>>>>>
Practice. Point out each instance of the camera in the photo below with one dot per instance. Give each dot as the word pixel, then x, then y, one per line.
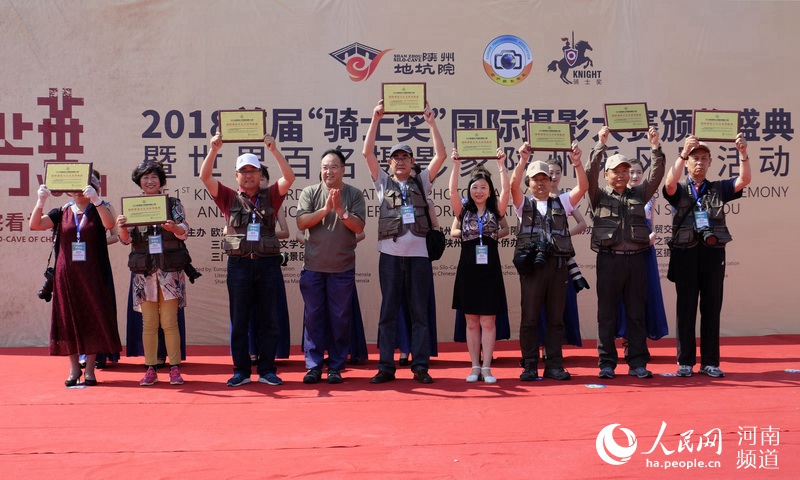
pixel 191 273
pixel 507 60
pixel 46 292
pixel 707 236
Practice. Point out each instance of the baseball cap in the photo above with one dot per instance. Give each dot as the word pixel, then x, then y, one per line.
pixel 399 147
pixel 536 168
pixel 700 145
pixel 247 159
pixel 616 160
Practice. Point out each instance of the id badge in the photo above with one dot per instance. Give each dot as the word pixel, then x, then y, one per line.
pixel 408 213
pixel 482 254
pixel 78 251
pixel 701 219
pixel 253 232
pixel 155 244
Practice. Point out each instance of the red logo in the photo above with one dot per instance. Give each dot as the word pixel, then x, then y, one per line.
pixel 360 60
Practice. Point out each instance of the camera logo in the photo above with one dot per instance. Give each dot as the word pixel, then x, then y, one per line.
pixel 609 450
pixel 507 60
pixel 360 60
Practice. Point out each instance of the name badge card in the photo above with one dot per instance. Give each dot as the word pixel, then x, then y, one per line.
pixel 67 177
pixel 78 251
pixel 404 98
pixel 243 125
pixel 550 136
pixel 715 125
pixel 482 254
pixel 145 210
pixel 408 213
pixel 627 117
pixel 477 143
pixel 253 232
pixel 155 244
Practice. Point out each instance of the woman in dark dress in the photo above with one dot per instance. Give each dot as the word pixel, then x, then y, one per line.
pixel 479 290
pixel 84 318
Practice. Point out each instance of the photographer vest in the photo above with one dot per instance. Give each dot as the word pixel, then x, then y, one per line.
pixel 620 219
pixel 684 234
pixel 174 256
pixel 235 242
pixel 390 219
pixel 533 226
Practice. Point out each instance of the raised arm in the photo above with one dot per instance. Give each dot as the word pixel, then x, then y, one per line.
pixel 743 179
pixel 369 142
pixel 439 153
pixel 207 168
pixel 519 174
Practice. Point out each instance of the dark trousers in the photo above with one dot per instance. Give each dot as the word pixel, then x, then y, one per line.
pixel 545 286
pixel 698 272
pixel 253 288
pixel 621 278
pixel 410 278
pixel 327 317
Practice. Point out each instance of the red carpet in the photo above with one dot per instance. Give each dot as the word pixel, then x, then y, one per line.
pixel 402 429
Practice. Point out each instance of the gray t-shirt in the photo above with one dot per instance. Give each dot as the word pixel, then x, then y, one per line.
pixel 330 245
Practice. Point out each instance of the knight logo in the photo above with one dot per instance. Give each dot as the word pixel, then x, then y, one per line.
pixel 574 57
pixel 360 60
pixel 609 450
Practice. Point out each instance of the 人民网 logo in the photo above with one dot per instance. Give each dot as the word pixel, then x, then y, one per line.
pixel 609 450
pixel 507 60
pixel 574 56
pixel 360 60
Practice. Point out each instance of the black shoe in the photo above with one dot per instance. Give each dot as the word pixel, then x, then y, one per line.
<<<<<
>>>>>
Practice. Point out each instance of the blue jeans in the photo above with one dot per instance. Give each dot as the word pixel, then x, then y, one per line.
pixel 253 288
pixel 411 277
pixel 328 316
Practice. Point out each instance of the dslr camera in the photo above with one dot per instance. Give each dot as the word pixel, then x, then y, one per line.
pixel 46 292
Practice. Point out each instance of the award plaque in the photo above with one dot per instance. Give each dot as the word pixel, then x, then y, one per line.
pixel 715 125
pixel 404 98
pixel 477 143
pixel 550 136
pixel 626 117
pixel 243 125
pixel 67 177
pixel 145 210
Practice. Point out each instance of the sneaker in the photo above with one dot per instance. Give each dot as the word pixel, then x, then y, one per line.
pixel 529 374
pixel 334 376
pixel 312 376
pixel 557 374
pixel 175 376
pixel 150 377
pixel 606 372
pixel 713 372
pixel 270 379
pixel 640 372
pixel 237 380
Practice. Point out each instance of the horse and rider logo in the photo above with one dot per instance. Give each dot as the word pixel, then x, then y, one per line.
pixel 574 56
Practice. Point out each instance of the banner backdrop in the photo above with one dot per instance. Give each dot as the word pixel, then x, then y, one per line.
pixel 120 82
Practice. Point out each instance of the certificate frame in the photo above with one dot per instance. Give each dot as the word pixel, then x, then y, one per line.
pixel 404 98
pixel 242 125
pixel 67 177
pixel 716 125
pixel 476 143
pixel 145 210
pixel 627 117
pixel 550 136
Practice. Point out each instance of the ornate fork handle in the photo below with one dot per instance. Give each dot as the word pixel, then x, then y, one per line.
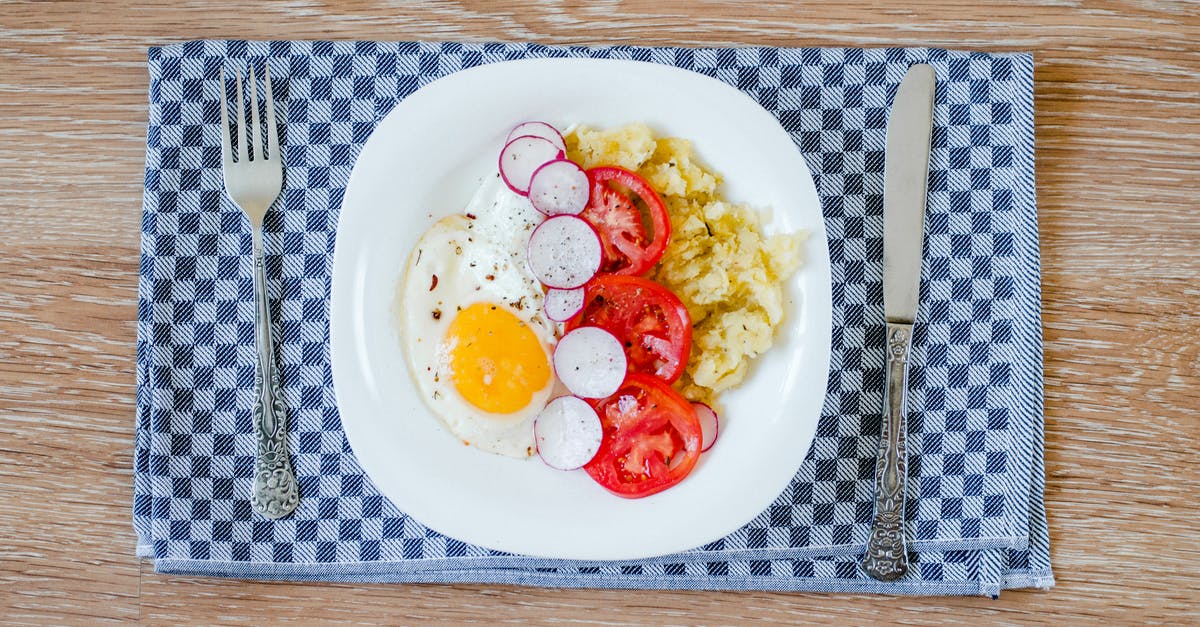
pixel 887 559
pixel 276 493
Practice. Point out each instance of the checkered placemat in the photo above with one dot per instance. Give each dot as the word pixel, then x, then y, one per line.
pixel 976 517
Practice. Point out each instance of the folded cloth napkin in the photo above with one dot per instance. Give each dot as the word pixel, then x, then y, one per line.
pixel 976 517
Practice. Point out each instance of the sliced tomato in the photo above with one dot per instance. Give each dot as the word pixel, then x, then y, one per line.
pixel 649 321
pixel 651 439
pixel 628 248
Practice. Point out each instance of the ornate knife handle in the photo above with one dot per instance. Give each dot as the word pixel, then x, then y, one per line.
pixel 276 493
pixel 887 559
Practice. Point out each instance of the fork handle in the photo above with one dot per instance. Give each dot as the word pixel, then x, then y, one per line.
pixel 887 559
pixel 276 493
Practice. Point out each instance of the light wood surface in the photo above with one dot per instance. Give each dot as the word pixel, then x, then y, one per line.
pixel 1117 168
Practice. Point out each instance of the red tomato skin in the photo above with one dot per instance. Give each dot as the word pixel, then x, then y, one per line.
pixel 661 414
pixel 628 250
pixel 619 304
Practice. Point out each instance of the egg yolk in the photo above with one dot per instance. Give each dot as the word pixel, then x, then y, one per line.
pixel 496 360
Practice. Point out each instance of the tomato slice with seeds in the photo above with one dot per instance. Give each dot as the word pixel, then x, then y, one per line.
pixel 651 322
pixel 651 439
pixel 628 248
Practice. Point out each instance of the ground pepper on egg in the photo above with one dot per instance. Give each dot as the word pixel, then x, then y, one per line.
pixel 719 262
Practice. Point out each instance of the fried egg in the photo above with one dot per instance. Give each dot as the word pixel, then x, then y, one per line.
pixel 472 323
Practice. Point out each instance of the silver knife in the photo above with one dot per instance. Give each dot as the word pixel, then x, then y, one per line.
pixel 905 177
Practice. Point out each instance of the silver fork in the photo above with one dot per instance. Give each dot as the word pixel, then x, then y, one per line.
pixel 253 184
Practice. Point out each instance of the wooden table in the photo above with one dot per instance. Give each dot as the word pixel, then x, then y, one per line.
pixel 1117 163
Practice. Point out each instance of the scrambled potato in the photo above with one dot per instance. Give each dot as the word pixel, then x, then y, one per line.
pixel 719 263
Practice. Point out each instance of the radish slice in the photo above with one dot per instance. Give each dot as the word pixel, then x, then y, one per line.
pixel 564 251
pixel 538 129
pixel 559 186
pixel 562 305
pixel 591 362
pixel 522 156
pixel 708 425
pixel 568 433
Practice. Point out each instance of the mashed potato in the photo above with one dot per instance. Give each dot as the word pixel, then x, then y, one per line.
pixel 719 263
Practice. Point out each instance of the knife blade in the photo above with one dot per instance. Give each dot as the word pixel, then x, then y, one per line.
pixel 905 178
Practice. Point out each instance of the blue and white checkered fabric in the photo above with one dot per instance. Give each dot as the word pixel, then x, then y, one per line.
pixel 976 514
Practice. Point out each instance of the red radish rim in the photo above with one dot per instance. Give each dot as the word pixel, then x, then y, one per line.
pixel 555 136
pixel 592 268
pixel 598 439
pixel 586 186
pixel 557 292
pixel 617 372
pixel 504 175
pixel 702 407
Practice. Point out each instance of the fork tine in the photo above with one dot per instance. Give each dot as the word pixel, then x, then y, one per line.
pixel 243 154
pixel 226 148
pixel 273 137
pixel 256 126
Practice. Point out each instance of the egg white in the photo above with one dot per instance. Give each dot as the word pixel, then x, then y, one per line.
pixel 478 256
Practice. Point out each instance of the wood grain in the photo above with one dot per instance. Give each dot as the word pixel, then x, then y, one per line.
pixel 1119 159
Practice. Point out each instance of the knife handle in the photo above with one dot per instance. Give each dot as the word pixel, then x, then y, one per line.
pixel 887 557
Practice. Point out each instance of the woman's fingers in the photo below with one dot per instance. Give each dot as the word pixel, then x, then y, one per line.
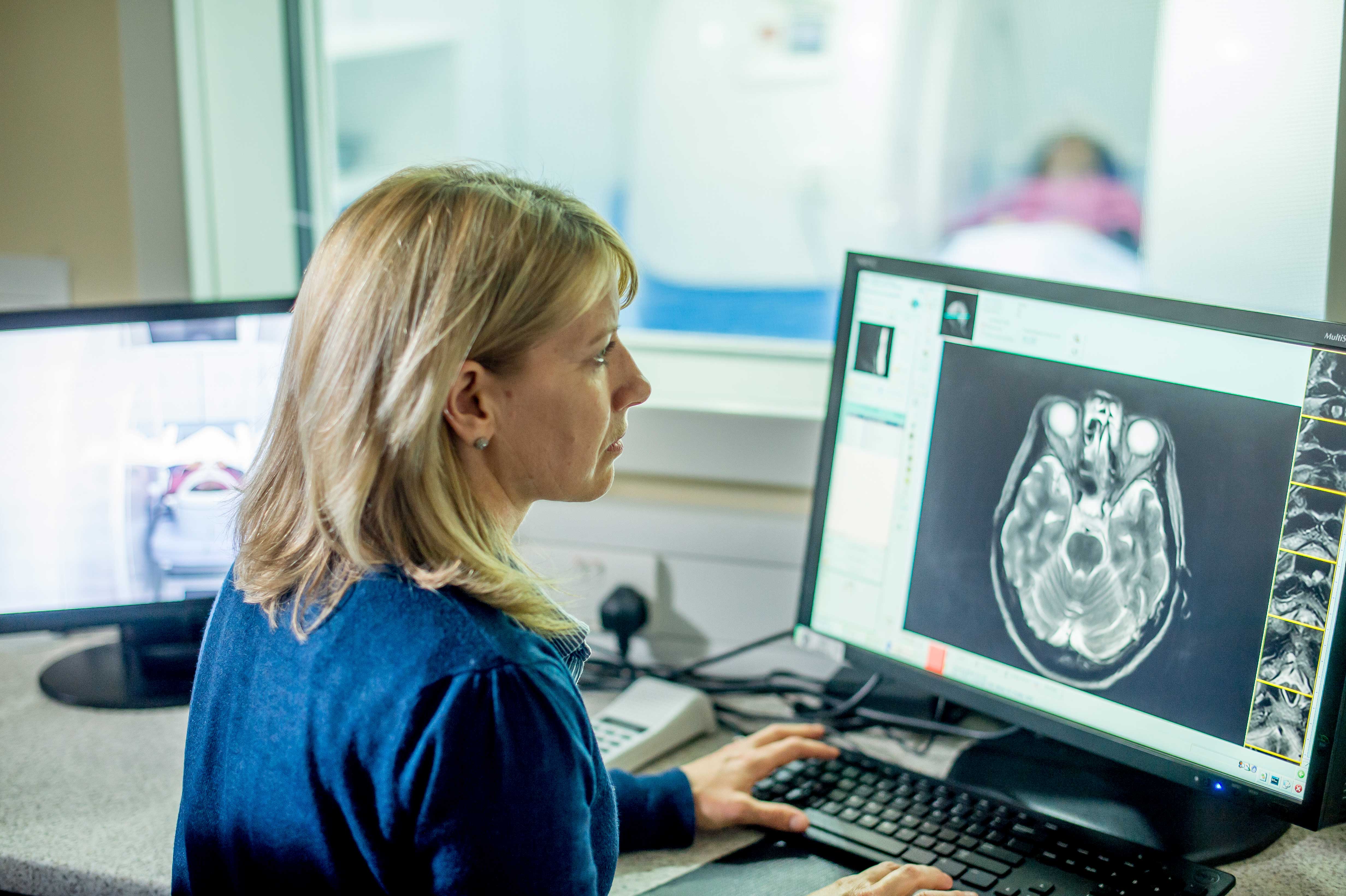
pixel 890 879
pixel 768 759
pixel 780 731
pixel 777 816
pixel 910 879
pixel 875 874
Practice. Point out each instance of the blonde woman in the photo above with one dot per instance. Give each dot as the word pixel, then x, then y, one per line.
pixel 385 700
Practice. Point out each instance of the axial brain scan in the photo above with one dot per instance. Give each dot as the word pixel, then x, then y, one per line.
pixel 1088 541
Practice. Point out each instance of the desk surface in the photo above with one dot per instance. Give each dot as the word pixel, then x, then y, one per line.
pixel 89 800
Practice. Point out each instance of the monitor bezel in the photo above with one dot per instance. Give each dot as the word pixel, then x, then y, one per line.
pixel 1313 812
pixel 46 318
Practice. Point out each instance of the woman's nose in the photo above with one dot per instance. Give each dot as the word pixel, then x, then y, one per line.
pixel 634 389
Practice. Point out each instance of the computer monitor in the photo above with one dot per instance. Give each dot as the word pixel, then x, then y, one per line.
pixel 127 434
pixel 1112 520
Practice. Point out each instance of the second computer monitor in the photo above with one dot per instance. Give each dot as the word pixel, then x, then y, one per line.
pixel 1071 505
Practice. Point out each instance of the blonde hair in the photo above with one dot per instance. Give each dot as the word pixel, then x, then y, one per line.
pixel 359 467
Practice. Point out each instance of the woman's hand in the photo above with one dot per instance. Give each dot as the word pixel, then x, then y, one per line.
<<<<<
TASK PROMPT — Rewrite the rows starting at the line that contains "Practice. Point out each instance of the certificate" and ending at the line that contains "pixel 1117 168", with every "photo" changed to "image" and everything else left as it is. Leave the pictures out of your answer.

WRITTEN SOLUTION —
Practice. Point out each instance of the certificate frame in the image above with one dot per instance. Give each dot as the word pixel, then x, then y, one per line.
pixel 404 98
pixel 242 125
pixel 67 177
pixel 716 125
pixel 476 143
pixel 145 210
pixel 627 117
pixel 550 136
Practice. Point out each instance of the ornate fork handle in the image below with one dot per instance. Give each dot as the word pixel, then x, then y, one per line.
pixel 887 559
pixel 276 493
Practice. Point out each instance of the checkered placemat in the image above with one dot per instance. Give each dot as the word pixel, then x, then y, one per line.
pixel 976 517
Practice. Point out each instance of the folded cloth napkin in the image above with one dot per instance. Give each dot as the word pixel, then x, then y, one per line.
pixel 976 517
Practice. Point out each instance of the sliced tomato in the image above with one dot per instance. Give each dot as the word pixel, then x, then y, one per line.
pixel 649 321
pixel 651 439
pixel 628 248
Practice. Point out each instance of the ornate knife handle in the image above with one dot per instance. Give each dot as the word pixel, then x, then y, one per line.
pixel 276 493
pixel 887 559
Practice. Point out each instance of the fork handle in the image above with one dot per instance. Give each dot as the word pixel, then x, then y, one per line.
pixel 887 559
pixel 276 493
Practice. Point out each instance of the light wood surface in the image above with one dot per instance. Give each dot as the word pixel, then x, then y, one per line.
pixel 1117 168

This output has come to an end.